An exact transcription of the data below is needed.

*** DATA FOR THIS EXERCISE ***

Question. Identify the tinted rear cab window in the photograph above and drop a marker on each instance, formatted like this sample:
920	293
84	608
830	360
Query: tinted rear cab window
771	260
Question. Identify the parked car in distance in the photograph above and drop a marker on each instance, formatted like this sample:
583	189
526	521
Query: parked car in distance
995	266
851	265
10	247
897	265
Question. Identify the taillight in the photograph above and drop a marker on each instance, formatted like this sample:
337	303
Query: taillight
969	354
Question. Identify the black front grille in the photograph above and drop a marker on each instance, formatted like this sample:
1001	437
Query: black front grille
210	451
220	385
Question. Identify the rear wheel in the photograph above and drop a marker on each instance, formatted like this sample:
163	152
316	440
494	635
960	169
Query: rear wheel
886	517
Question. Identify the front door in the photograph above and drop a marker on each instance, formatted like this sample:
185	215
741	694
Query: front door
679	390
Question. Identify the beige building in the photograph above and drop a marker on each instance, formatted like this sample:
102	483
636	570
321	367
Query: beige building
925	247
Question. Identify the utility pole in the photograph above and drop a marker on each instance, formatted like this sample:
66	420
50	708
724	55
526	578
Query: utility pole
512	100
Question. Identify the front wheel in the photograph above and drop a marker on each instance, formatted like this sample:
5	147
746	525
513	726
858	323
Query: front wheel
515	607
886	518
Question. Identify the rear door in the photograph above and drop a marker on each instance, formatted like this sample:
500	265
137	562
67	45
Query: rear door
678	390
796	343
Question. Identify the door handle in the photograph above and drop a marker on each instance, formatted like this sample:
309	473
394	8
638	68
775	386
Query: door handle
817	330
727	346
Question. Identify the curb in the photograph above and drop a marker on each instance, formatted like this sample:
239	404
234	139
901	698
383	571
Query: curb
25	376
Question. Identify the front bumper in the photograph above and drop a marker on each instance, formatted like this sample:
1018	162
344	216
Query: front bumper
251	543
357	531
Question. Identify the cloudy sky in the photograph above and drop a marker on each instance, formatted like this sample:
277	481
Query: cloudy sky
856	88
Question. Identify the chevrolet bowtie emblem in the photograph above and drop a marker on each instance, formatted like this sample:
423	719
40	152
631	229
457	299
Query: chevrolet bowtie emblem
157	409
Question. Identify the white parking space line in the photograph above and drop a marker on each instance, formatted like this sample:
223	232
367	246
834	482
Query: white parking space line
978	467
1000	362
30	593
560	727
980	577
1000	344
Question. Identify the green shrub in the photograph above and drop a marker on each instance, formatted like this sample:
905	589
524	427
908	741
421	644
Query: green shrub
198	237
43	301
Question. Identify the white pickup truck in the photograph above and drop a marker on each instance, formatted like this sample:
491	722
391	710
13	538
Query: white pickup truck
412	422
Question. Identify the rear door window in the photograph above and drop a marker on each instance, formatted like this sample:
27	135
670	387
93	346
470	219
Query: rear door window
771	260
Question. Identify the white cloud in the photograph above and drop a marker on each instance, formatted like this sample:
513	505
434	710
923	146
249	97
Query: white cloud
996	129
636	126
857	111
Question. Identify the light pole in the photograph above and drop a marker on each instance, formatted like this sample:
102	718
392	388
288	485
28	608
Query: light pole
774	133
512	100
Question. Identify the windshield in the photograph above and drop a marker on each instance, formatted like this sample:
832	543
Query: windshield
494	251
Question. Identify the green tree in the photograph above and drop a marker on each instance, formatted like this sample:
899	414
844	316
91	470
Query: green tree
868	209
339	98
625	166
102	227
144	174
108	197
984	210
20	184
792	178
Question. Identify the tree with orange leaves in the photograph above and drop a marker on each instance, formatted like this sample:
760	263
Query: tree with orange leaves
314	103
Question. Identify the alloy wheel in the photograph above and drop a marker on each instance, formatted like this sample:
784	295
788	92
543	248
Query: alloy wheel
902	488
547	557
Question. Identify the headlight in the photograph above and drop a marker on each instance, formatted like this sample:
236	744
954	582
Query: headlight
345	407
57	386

***

* **ANSWER SPACE**:
Question. Identify the tinted rear cab window in the photograph above and drop a marker on each instance, formatted like this sample:
920	293
84	608
830	360
Query: tinted rear cab window
771	260
Question. Identify the parked car in distance in the photograph above and drop a marker on each instance, formatted like this sample:
583	189
526	521
Query: parked car in distance
995	266
851	265
10	247
897	265
Question. Identify the taillight in the photograph above and drop a marker on each instance, formatted like this sample:
337	303
Query: taillight
969	354
Question. Identify the black front grille in the photograph above and drop a marker on each instance, formatted like this sample:
1001	437
Query: black front grille
210	451
220	385
Question. Identify the rear wheel in the photograph above and drop a marker on each instance, formatted like this sample:
163	152
316	440
494	635
960	169
Query: rear wheel
886	517
Question. Identify the front door in the photograph above and drop a marker on each instance, formatted like this sample:
185	215
741	694
Query: front door
679	390
Question. Identify the beige building in the photograph above and drop a marker on each instance, formatted like this sample:
102	483
636	570
321	367
Query: beige building
925	247
Question. Identify the utility pole in the photograph above and drop a marker on each instance, formatted like this sample:
66	420
50	708
724	55
526	578
Query: utility pole
512	100
Question. Identify the front wheel in the photograph above and drop a marker on each instance, formatted like this sample:
5	147
746	525
513	726
858	323
Query: front wheel
515	607
886	518
Question. Identify the rear door in the photograph above and drop a marker on each instance, formatted like this sample:
500	265
137	562
67	45
Query: rear door
678	390
796	343
Question. Identify the door handle in the photograph above and drop a marker on each instance, formatted like this sample:
309	473
394	8
638	68
775	386
Query: door handle
817	330
727	346
Question. Identify the curb in the photograph above and drop a marker on each instance, formatted like this sample:
239	404
234	139
901	698
383	571
Query: curb
25	376
Question. Identify the front bumper in the photograph above and drop a marker on each instance, formatted like this sample:
1018	162
344	216
Query: front bumper
251	543
357	531
Question. Identify the cloudy sky in the photograph above and drop a marker on each instance, formatted like this sample:
277	481
Query: cloudy sky
856	88
Question. Identify the chevrolet bowtie emblem in the photograph above and drop a marker on each instance, formatted like this sample:
423	719
40	152
631	229
457	299
Query: chevrolet bowtie emblem
157	409
Question. Identify the white parking space line in the photograph above and drop a marker on each instance, formatted like this sample:
223	232
367	246
834	482
Query: white parking space line
978	467
1000	362
30	593
560	727
980	577
1000	344
Question. Identify the green shrub in the photograph above and drop a marker on each instance, formatted like this sample:
905	589
524	427
908	741
421	644
Query: green shrub
198	237
43	301
Question. Identify the white pickup truck in the photograph above and drop a marker on each instance, formatted like this sample:
491	722
391	710
13	538
Query: white pickup truck
412	422
Question. Identify the rear door window in the photograph above and drop a marker on each instance, formatted like this sample:
27	135
670	387
93	346
470	219
Query: rear door window
771	260
Question. Identify the white cloud in the photograph above and drop a marker on each instance, formatted like this sample:
513	505
434	710
923	146
249	97
Query: white cloud
996	129
636	126
857	111
Question. Identify the light pole in the photograph above and drop a marker on each instance, formatted like this sample:
102	718
392	388
288	485
28	608
Query: light pole
774	133
512	100
Question. Identify the windshield in the photograph above and drop a marker on each instance, formatted like this sample:
832	543
Query: windshield
494	251
Question. Identify the green tree in the photograph above and drop a marker on each instance, formatted like this sample:
899	414
844	316
91	470
Query: green tree
868	209
339	98
625	166
102	227
144	174
108	197
984	210
20	184
792	178
Question. Identify the tree with orange leaves in the photograph above and drop a marker on each instance, formatted like this sample:
760	263
Query: tree with orange leaves
314	103
Question. Identify the alloy wheel in the photograph above and drop a marker on each instance, formatted like this sample:
784	295
788	92
543	248
Query: alloy wheel
902	488
547	557
Question. Identify the headlight in the photograph above and drop a marker on each instance, formatted like this sample:
236	744
954	582
Query: headlight
345	407
57	386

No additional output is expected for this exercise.